Tâches à faire:
A. Répondez à ces questions sur le passage consacré au retable de LAC Project :
(i) Au lieu d'un calendrier religieux, que suit ce retable ?
(ii) De quel côté s'inscrit le mécène de l'œuvre quand le retable est fermé ?
(iii) Sous le jet de quoi le corps se mouille-t-il ?
B. Recopiez tout le passage consacré au retable de LAC Project, depuis « Sans obéissance à » jusqu'à « le corps nu. ».

··· Extrait du texte

Sans obéissance à un calendrier religieux, le retable de LAC Project suit son propre
protocole d’ouverture/fermeture impliquant que ne peut se découvrir qu’une part
du projet en une « visite » du lieu.
Et si la place privilégiée du retable religieux, déléguée aux Élus, se situait « à la
droite de Dieu » soit à la gauche du retable, dans le renversement nécessaire à la
correspondance du regard du fidèle, priant en face, elle s’inverse, ici, puisque le
mécène de l’œuvre, s’inscrit à l’inverse à droite quand le retable est fermé et qu’à
gauche tombe le corps nu.
Et l’implication du corps réel – son image – de l’humain mouvant et chorégraphe
reste constante : en ouverture, le panneau central déploie jusqu’au grand
rapprochement le corps éprouvé, suant parfois, qu’il se meuve entre des chariots
de service de cuisine de cantine recouverts de plastique, se mouille sous le jet d’un
robinet de lavabo, se contorsionne en gestes de danse contemporaine, regard au
loin sans demande d’empathie : ce n’est pas une scène, cela ne narre pas.

······
··· Données présentées

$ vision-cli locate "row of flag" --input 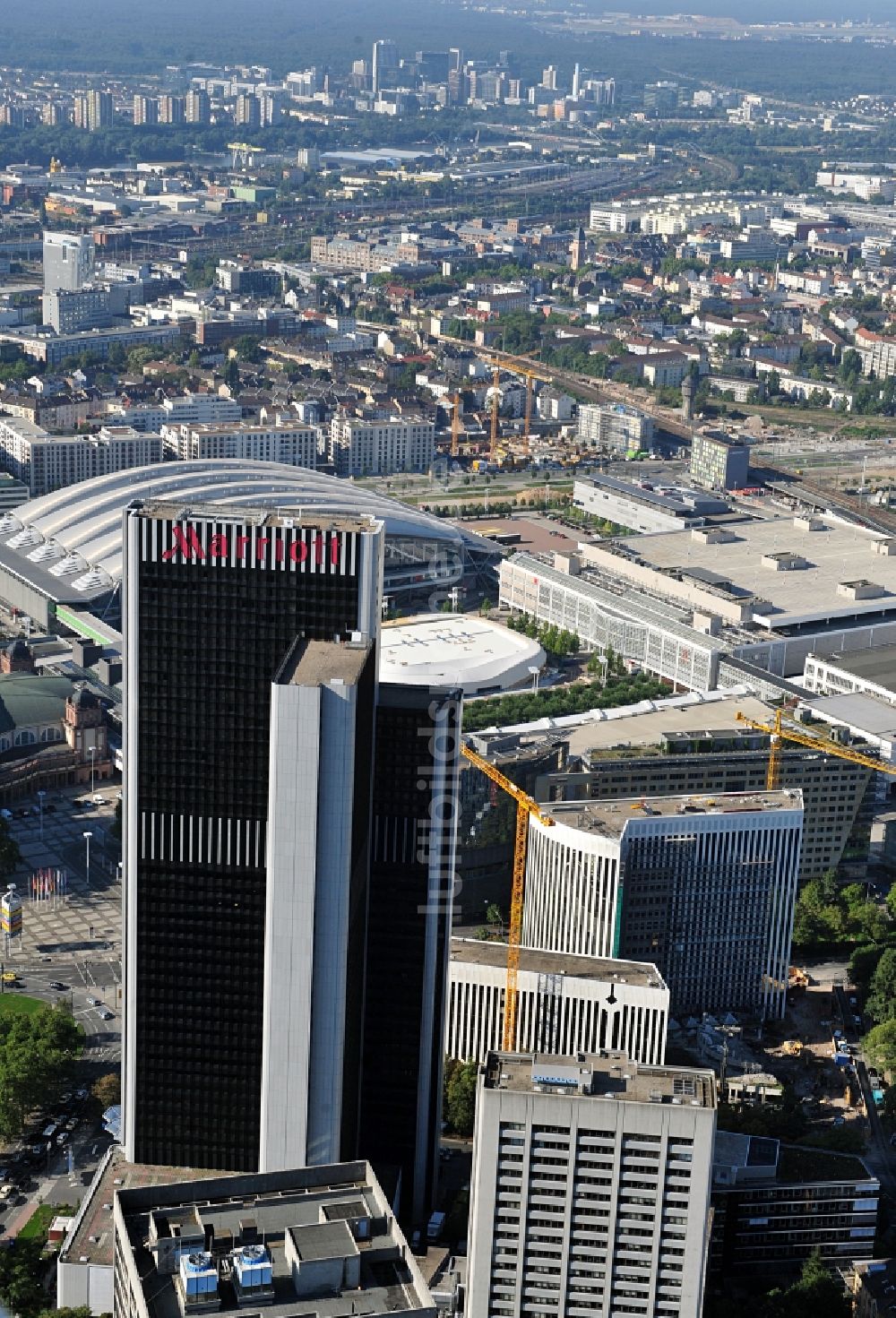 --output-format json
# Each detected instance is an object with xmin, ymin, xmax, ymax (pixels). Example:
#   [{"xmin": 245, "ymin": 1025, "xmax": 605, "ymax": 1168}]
[{"xmin": 31, "ymin": 868, "xmax": 68, "ymax": 901}]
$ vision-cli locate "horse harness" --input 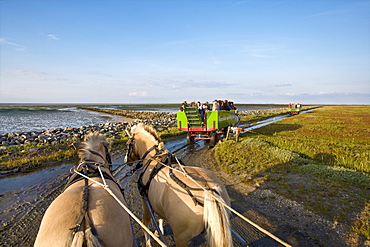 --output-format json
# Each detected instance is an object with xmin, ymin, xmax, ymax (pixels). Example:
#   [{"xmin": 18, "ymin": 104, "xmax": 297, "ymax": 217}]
[
  {"xmin": 63, "ymin": 150, "xmax": 121, "ymax": 236},
  {"xmin": 136, "ymin": 145, "xmax": 215, "ymax": 207}
]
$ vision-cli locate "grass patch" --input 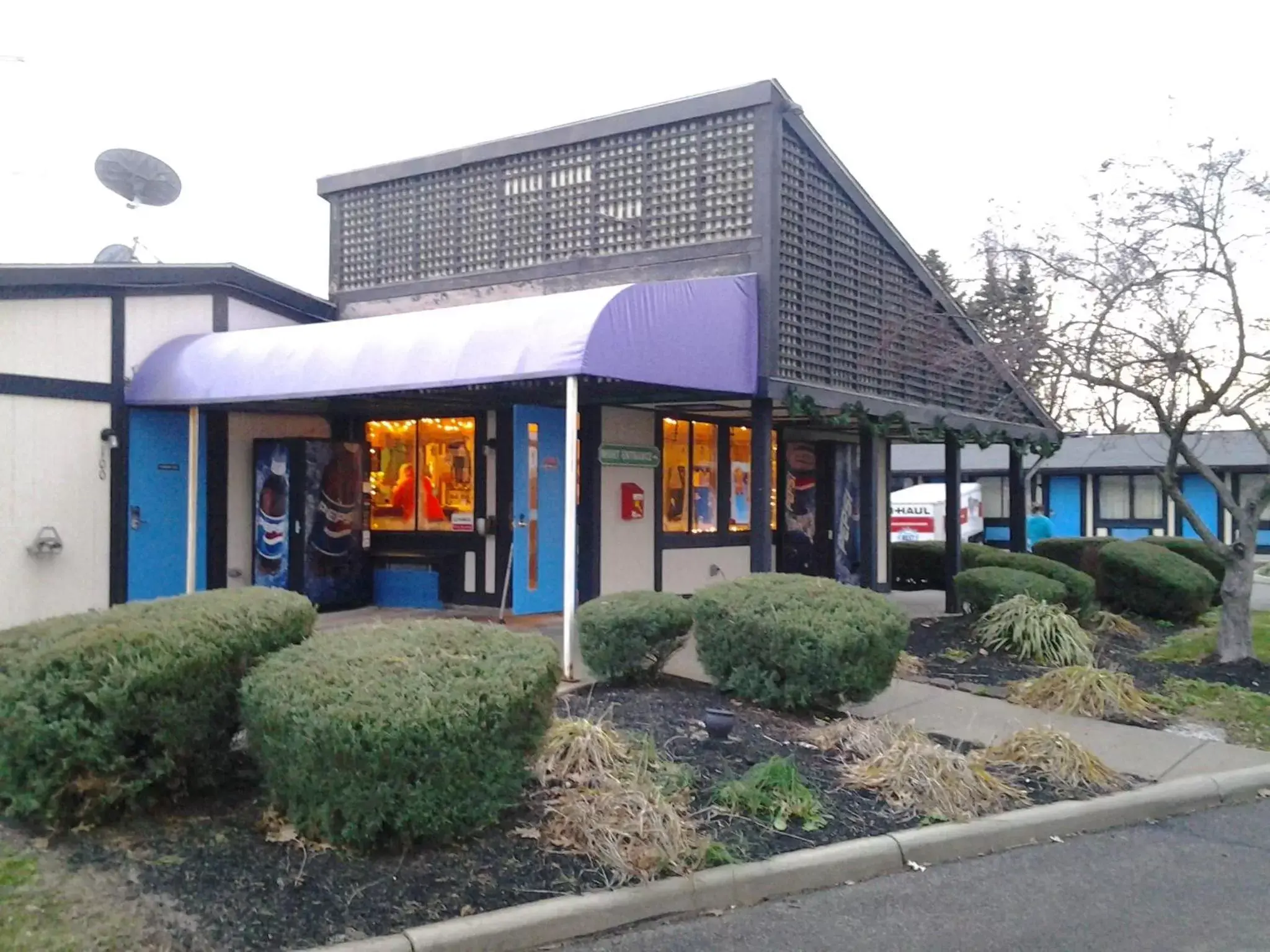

······

Exercice corrigé:
A.
(i) Son propre protocole d'ouverture/fermeture.
(ii) À droite.
(iii) D'un robinet de lavabo.

B.
Sans obéissance à un calendrier religieux, le retable de LAC Project suit son propre
protocole d’ouverture/fermeture impliquant que ne peut se découvrir qu’une part
du projet en une « visite » du lieu.
Et si la place privilégiée du retable religieux, déléguée aux Élus, se situait « à la
droite de Dieu » soit à la gauche du retable, dans le renversement nécessaire à la
correspondance du regard du fidèle, priant en face, elle s’inverse, ici, puisque le
mécène de l’œuvre, s’inscrit à l’inverse à droite quand le retable est fermé et qu’à
gauche tombe le corps nu.